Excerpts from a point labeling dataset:

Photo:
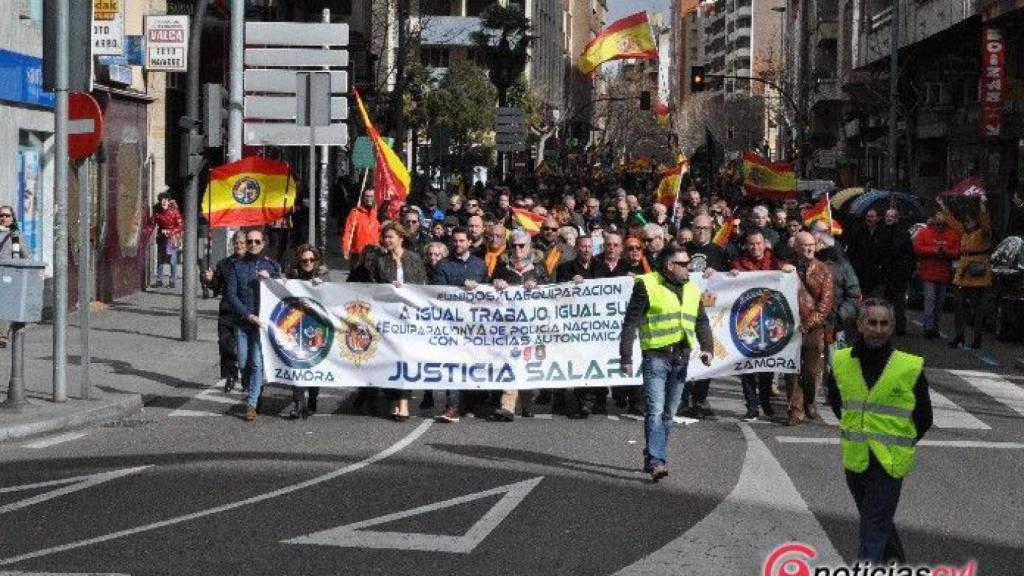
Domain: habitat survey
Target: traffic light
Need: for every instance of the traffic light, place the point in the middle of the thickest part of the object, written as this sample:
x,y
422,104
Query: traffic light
x,y
696,79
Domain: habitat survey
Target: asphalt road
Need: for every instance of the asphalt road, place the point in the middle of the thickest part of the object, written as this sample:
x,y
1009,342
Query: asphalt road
x,y
189,488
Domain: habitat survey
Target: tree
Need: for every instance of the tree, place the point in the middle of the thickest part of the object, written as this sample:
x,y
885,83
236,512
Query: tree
x,y
463,101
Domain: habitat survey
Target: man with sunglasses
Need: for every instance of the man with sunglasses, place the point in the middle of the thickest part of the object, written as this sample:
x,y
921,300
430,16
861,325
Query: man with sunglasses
x,y
666,310
243,281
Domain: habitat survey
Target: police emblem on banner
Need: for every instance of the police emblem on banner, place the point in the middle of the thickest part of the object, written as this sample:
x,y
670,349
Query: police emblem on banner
x,y
761,323
300,332
246,191
359,336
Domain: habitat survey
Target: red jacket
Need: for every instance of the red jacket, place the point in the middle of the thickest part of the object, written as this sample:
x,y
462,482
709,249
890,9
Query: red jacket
x,y
935,264
745,263
361,230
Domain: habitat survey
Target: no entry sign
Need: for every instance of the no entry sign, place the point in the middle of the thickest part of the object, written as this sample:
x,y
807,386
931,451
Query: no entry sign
x,y
85,125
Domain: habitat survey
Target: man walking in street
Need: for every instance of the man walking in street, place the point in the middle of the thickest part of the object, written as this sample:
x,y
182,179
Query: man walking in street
x,y
243,280
465,270
667,311
881,397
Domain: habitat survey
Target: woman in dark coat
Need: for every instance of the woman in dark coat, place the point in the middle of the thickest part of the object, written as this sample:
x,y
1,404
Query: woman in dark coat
x,y
306,264
397,266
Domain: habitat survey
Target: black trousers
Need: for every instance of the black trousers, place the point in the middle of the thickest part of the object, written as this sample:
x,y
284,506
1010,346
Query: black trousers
x,y
227,348
877,495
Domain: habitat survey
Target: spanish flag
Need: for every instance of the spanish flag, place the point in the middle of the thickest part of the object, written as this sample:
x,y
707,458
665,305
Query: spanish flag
x,y
529,221
250,192
768,179
628,38
668,189
821,210
391,179
724,234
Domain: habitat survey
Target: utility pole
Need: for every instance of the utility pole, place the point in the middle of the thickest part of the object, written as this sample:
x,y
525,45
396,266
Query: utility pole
x,y
891,164
189,328
60,205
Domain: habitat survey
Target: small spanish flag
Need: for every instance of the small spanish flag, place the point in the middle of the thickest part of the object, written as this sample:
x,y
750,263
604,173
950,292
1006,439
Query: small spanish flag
x,y
724,234
529,221
821,210
250,192
668,189
628,38
391,179
768,179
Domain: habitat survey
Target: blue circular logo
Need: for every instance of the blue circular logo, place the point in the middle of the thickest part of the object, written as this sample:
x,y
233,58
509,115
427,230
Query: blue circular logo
x,y
300,332
246,191
762,323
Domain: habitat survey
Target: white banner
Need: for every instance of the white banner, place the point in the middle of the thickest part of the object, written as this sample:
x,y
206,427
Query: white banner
x,y
562,335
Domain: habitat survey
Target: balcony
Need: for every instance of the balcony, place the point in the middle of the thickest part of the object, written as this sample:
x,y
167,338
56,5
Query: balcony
x,y
449,31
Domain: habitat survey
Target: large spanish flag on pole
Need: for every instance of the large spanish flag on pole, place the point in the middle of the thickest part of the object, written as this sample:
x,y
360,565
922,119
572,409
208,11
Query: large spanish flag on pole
x,y
391,180
250,192
628,38
774,180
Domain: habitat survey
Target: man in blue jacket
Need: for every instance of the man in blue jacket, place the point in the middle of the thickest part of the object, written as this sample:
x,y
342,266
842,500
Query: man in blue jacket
x,y
243,279
465,270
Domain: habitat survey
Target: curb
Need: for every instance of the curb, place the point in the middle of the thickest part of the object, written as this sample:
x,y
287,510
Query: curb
x,y
113,410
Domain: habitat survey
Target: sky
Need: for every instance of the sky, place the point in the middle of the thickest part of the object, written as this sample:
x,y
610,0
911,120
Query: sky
x,y
620,8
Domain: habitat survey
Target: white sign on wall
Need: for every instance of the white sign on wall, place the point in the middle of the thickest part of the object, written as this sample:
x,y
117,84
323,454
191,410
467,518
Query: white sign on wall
x,y
166,43
108,28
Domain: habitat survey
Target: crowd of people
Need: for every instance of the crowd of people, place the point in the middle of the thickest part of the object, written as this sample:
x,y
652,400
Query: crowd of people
x,y
613,228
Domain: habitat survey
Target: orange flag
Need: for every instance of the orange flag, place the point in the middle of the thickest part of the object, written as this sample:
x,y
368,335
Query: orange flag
x,y
391,179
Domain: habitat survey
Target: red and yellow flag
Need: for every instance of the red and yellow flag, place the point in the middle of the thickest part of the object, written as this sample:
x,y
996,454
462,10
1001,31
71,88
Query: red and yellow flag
x,y
391,179
529,221
725,233
768,179
250,192
628,38
821,210
668,189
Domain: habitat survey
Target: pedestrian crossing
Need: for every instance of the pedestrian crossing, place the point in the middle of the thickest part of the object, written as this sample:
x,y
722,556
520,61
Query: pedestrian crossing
x,y
962,400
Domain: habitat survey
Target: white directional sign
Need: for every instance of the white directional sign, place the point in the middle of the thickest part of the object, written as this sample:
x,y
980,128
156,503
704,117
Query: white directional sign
x,y
166,43
355,535
108,28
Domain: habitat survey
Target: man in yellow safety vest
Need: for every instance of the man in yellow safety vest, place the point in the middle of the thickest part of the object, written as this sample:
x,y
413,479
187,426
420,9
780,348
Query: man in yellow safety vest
x,y
881,397
667,311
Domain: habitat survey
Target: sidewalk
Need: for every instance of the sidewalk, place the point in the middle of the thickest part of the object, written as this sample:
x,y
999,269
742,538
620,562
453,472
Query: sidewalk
x,y
137,358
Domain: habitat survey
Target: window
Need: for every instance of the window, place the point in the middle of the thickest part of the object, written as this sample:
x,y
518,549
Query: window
x,y
30,11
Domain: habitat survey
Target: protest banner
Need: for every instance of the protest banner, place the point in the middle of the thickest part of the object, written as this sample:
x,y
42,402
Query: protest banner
x,y
561,335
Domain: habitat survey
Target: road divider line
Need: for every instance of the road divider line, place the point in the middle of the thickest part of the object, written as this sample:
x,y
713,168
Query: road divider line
x,y
54,440
764,503
390,451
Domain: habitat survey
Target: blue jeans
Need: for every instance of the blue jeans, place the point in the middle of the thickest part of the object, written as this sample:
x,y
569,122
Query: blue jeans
x,y
935,295
250,361
664,380
877,495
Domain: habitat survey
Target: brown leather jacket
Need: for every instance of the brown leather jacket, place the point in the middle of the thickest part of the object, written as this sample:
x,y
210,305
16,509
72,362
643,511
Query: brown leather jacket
x,y
815,295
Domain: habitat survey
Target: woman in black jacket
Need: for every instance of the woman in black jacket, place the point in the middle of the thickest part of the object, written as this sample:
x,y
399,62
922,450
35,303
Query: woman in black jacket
x,y
306,264
397,266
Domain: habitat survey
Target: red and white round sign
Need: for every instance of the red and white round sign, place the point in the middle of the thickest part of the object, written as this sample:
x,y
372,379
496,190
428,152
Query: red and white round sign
x,y
85,125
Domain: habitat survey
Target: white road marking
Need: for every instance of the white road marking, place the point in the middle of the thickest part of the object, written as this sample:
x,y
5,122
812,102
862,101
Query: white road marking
x,y
353,535
923,443
394,448
54,440
1000,389
948,414
71,485
763,511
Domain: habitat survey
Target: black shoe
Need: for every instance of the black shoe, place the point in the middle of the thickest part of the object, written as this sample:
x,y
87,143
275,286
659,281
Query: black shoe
x,y
428,401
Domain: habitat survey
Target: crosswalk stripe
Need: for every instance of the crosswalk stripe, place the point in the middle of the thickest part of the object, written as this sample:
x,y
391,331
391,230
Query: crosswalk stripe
x,y
1000,389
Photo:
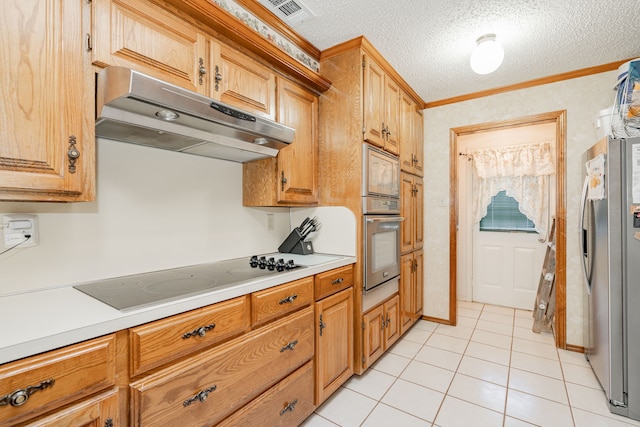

» SHORT EXERCISE: How many lines of the listing above contain the string "large"? Reply with the number alone.

» REPLY TO THE TASK: 3